Exercise task: Copy the records word for word, beginning at the line containing "Thank you for the photo. Could you please identify the cap" and continuing through the line containing "<point>605,90</point>", and omit the pictures.
# Start of Records provided
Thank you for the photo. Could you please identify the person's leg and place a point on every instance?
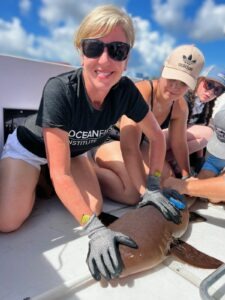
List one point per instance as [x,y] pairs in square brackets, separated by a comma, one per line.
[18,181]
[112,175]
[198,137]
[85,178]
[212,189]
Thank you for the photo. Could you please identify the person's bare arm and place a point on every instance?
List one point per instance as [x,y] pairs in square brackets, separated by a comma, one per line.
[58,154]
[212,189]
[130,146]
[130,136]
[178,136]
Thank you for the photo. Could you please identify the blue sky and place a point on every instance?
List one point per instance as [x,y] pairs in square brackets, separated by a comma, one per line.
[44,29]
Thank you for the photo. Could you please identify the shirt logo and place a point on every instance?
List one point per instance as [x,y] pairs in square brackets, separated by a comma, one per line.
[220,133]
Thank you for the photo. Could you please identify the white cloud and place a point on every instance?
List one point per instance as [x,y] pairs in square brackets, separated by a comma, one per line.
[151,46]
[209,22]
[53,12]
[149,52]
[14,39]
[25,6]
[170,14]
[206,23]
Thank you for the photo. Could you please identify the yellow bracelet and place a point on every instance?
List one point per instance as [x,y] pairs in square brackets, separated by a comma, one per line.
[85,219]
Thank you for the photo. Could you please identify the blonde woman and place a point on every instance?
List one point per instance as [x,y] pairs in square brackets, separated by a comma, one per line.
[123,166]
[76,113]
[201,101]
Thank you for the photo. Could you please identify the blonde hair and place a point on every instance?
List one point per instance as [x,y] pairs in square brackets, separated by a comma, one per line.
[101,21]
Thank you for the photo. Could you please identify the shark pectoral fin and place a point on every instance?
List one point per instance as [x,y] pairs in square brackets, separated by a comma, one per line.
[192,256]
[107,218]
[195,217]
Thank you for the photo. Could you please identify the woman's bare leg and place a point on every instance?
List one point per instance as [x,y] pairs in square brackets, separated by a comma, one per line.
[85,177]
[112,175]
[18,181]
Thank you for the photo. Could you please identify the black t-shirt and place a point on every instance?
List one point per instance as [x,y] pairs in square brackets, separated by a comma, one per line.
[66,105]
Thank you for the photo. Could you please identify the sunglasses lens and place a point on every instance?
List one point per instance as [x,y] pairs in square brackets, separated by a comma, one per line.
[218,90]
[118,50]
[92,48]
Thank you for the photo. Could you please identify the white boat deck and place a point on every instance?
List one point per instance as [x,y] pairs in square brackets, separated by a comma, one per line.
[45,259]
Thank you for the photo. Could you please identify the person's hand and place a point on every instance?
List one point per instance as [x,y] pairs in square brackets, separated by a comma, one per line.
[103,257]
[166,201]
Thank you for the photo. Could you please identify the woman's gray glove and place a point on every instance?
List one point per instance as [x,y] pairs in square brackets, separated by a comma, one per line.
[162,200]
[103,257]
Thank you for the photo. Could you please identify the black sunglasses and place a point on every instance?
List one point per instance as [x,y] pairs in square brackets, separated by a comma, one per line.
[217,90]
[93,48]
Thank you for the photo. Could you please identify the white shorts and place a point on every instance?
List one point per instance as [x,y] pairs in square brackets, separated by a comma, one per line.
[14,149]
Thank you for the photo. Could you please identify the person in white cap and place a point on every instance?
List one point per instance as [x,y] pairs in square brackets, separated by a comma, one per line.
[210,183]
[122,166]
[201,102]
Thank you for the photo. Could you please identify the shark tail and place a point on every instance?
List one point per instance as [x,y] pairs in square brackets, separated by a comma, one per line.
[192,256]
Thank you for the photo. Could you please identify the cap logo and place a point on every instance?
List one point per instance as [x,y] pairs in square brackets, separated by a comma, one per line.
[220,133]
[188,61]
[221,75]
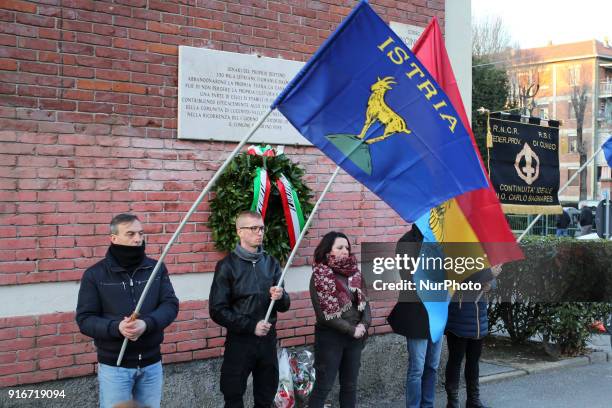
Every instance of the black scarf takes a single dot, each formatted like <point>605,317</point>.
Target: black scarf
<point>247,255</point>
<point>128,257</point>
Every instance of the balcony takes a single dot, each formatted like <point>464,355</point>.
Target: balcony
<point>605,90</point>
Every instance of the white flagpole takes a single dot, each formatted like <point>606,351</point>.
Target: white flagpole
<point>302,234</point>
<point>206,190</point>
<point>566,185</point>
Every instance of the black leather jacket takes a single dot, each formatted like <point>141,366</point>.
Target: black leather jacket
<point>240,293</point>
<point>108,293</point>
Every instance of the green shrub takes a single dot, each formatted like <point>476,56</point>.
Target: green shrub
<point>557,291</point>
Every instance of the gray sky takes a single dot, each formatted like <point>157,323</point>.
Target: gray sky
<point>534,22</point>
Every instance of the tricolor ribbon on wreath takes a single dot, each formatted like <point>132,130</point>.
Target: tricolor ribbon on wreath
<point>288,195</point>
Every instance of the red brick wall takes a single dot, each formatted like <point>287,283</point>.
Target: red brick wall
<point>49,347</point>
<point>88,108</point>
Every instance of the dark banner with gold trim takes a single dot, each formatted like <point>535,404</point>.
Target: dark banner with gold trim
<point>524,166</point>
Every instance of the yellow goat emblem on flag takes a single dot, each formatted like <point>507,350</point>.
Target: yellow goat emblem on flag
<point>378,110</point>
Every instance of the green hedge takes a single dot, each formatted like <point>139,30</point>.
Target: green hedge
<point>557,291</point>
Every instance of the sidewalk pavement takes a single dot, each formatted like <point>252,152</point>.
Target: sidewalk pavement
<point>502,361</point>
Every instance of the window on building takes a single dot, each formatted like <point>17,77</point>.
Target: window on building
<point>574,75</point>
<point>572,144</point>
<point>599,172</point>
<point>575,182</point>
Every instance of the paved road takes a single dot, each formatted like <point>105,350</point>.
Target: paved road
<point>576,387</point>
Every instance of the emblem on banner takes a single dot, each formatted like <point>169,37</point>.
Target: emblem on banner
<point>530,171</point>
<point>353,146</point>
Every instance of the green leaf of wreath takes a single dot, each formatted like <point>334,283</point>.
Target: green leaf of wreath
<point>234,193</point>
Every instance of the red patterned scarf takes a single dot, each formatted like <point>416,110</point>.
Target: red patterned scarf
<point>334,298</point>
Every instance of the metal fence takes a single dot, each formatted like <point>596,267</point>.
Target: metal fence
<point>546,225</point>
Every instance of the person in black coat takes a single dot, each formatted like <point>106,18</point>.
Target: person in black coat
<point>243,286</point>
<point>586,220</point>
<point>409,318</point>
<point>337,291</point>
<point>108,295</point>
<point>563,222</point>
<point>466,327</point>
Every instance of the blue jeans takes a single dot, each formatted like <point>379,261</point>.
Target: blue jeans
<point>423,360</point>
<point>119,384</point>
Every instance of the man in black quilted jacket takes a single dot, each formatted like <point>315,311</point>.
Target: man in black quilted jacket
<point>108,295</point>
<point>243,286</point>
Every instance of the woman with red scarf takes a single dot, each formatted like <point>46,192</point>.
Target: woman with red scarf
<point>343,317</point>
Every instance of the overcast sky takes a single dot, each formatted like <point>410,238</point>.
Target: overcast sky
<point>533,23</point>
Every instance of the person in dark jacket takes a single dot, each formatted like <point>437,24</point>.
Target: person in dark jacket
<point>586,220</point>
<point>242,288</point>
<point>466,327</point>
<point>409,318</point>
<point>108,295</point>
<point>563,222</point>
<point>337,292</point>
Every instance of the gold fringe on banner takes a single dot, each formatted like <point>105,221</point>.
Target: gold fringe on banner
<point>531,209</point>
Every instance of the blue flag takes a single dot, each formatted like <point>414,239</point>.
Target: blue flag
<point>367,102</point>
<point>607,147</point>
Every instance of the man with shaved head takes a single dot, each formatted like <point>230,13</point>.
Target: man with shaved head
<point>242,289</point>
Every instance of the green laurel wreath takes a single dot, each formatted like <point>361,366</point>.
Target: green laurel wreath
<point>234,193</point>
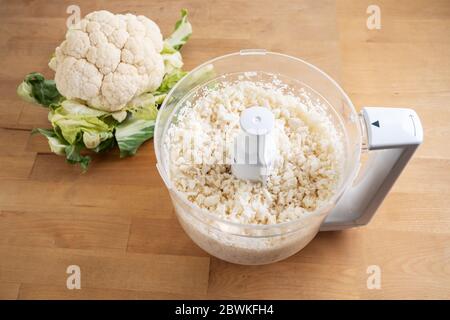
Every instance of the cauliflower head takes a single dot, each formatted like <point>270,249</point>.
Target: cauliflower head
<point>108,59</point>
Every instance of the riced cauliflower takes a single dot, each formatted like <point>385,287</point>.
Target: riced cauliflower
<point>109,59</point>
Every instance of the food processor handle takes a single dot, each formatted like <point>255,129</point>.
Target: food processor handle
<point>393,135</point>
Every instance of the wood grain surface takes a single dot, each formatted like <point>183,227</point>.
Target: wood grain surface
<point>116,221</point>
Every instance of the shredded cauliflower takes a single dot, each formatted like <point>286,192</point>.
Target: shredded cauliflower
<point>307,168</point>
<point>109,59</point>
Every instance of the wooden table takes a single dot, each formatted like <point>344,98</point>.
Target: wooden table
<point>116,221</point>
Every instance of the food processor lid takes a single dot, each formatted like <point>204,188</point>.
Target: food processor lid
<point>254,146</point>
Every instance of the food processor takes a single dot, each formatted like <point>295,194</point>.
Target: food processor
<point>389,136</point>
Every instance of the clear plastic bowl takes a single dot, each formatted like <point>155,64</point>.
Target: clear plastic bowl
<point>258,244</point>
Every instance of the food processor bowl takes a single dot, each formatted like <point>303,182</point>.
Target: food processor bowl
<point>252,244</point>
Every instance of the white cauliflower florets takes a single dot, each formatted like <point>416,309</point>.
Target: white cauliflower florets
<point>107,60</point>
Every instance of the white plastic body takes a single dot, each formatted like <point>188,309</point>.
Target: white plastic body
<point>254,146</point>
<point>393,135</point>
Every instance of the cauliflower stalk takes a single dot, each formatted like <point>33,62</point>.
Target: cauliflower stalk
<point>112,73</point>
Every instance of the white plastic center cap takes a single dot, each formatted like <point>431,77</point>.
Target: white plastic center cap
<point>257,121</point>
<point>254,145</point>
# End of Records provided
In response:
Thank you for the photo. Could you please identify the cap logo and place a point on every instance?
List one point per instance as [x,y] pairs in square brackets, separated by a comma, one per line.
[220,133]
[188,61]
[221,75]
Every instance of the black scarf takes a single dot, each formatted like <point>605,317</point>.
Target: black scarf
<point>247,255</point>
<point>128,257</point>
Every instance of the balcony takes a single dot, each formatted like <point>464,355</point>.
Target: balcony
<point>605,90</point>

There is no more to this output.